## START
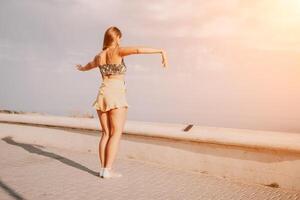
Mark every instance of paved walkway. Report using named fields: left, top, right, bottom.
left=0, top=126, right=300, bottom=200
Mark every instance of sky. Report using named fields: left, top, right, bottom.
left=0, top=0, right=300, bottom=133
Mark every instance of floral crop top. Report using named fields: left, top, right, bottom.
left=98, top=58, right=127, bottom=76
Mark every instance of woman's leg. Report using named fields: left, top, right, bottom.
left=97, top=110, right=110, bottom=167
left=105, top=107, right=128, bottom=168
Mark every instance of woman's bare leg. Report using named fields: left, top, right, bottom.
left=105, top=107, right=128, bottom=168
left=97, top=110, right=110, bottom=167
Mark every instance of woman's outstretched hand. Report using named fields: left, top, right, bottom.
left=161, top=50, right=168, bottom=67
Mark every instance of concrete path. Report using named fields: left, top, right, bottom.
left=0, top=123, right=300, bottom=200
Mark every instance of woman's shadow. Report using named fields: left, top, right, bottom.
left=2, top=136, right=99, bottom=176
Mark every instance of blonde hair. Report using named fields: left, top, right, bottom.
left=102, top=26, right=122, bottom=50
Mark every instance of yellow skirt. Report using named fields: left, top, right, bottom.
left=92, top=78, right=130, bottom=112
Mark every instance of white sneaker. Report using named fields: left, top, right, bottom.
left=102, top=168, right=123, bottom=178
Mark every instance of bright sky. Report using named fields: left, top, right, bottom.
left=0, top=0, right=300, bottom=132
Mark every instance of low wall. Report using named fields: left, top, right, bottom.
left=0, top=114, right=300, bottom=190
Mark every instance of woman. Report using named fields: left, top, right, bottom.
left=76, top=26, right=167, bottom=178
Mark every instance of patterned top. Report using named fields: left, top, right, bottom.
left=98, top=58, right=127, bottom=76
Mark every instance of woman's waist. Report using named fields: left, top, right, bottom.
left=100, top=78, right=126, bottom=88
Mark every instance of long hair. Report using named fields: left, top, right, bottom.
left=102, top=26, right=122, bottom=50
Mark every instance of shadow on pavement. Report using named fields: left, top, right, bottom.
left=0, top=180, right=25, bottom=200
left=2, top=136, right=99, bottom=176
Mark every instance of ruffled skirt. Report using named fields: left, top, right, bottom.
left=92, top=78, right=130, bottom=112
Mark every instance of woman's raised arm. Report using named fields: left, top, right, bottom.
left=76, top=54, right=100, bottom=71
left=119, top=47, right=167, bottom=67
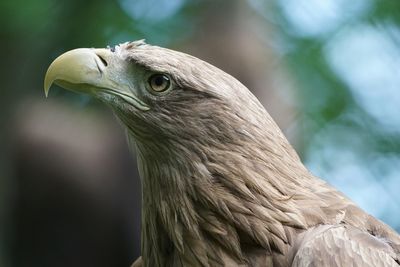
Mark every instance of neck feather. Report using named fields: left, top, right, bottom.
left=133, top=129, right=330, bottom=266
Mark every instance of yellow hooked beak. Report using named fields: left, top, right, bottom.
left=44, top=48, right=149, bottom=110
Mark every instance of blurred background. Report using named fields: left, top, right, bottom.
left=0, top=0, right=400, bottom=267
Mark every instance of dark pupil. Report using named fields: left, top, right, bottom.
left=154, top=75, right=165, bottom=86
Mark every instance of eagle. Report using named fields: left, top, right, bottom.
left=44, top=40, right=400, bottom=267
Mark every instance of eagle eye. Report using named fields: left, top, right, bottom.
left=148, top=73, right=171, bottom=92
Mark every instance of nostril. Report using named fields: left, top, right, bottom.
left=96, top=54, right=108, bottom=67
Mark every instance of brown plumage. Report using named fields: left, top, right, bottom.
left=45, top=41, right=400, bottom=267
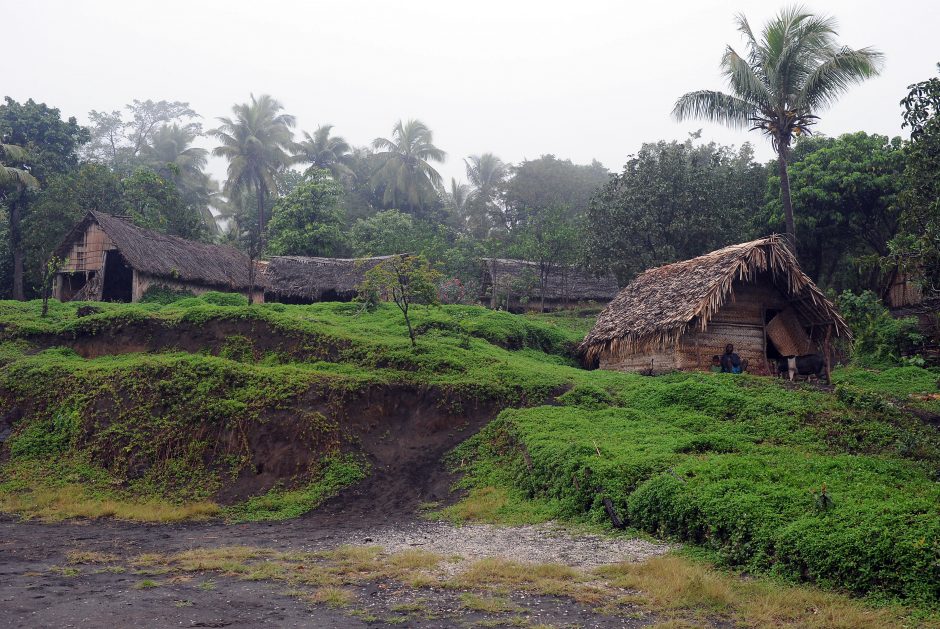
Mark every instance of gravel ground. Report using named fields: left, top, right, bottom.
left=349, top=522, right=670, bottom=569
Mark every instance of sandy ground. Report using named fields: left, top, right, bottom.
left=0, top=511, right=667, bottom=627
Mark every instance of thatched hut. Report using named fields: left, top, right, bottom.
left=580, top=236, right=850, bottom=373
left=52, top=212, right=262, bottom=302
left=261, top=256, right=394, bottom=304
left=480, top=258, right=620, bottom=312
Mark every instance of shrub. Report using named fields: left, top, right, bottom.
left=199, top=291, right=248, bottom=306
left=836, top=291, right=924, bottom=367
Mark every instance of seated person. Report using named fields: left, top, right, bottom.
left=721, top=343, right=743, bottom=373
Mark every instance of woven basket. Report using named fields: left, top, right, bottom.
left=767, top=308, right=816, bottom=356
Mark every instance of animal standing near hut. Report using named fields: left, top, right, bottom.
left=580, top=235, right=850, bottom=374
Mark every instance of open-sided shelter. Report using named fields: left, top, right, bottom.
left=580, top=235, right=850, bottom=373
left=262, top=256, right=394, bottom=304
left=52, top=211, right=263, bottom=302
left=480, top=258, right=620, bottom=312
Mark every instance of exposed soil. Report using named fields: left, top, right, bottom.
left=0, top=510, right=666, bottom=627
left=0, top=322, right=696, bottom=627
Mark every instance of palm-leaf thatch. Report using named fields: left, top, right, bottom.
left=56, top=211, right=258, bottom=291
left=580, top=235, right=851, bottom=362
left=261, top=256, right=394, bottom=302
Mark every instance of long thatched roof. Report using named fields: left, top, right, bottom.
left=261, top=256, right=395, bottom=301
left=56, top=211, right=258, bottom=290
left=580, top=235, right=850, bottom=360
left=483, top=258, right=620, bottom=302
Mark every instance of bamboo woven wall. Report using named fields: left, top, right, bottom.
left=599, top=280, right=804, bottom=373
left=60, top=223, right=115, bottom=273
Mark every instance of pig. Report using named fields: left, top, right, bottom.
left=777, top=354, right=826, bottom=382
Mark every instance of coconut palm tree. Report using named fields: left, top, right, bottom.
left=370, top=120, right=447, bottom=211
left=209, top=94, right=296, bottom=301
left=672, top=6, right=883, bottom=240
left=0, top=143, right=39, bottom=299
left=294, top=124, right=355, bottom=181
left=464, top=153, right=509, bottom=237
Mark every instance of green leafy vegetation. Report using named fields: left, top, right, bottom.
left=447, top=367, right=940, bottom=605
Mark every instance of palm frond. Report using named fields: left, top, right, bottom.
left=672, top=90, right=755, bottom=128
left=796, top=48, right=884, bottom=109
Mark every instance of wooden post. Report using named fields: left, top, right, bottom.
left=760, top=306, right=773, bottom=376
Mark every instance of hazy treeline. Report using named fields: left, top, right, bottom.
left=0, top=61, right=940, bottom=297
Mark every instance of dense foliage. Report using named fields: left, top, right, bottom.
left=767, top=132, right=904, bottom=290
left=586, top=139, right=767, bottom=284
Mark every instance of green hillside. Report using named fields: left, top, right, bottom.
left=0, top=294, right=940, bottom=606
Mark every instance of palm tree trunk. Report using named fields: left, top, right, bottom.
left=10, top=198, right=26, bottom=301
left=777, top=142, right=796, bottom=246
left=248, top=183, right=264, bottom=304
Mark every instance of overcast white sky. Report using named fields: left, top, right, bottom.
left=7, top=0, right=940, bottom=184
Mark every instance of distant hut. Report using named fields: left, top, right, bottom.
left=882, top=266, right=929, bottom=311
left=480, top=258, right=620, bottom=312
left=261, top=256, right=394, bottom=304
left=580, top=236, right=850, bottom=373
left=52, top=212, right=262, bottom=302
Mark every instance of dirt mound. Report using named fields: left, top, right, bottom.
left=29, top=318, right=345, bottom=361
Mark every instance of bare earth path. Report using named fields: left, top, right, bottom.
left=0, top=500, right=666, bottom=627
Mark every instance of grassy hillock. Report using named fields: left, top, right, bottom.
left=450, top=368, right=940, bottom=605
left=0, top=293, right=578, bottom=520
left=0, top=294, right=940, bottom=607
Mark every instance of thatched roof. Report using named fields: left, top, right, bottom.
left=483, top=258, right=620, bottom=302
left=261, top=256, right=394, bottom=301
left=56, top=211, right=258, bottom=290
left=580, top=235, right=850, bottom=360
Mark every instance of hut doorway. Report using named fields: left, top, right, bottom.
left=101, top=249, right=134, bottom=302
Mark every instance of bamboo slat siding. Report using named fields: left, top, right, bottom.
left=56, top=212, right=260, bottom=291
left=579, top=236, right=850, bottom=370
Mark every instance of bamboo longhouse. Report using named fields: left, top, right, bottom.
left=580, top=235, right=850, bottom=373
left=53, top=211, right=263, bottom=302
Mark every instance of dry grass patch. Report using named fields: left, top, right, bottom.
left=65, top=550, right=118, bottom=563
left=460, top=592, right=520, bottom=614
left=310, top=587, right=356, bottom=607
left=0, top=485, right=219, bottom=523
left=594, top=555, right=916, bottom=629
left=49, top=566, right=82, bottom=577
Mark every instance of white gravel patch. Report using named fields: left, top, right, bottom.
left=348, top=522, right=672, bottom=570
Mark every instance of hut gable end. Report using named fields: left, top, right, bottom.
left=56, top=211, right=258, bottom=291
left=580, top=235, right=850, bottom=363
## END
*GIVEN INSTRUCTION:*
Rewrite the lines starting at the one containing "Mark every instance of palm-leaf" and ending at the one containing "left=0, top=61, right=940, bottom=297", with "pig" swapped for "hog" and nothing else altered.

*FINISHED EXERCISE:*
Mark every instance of palm-leaf thatch. Report using named fields: left, top, right, bottom.
left=56, top=211, right=258, bottom=291
left=580, top=235, right=851, bottom=362
left=261, top=256, right=394, bottom=302
Mark every instance of long thatched roof. Report using named fields: left, top, right, bottom.
left=261, top=256, right=395, bottom=301
left=56, top=211, right=258, bottom=290
left=580, top=235, right=850, bottom=360
left=483, top=258, right=620, bottom=302
Mark every instance of bamboo woven wall. Report using named fields: left, top, right, bottom.
left=599, top=280, right=804, bottom=373
left=60, top=223, right=115, bottom=273
Mark every instance of hog. Report using named fields: left, top, right, bottom.
left=777, top=354, right=826, bottom=382
Mark every instance of coconut palm tree. Report using named fields: left, top, right, bottom.
left=370, top=120, right=447, bottom=211
left=209, top=94, right=296, bottom=301
left=672, top=6, right=883, bottom=240
left=0, top=143, right=39, bottom=299
left=294, top=124, right=355, bottom=181
left=464, top=153, right=509, bottom=237
Mark every instance of green leafy vegetation. Report using named fields: left, top, right, bottom.
left=447, top=367, right=940, bottom=605
Mark every instance of palm frond. Report using named fields: left, top, right, bottom.
left=672, top=90, right=755, bottom=128
left=796, top=48, right=884, bottom=109
Mark every instance of wooden post. Report using named fields: left, top, right, bottom.
left=760, top=306, right=773, bottom=376
Mark every instance of hazy treeline. Report using named fields: left, top, right, bottom.
left=0, top=61, right=940, bottom=297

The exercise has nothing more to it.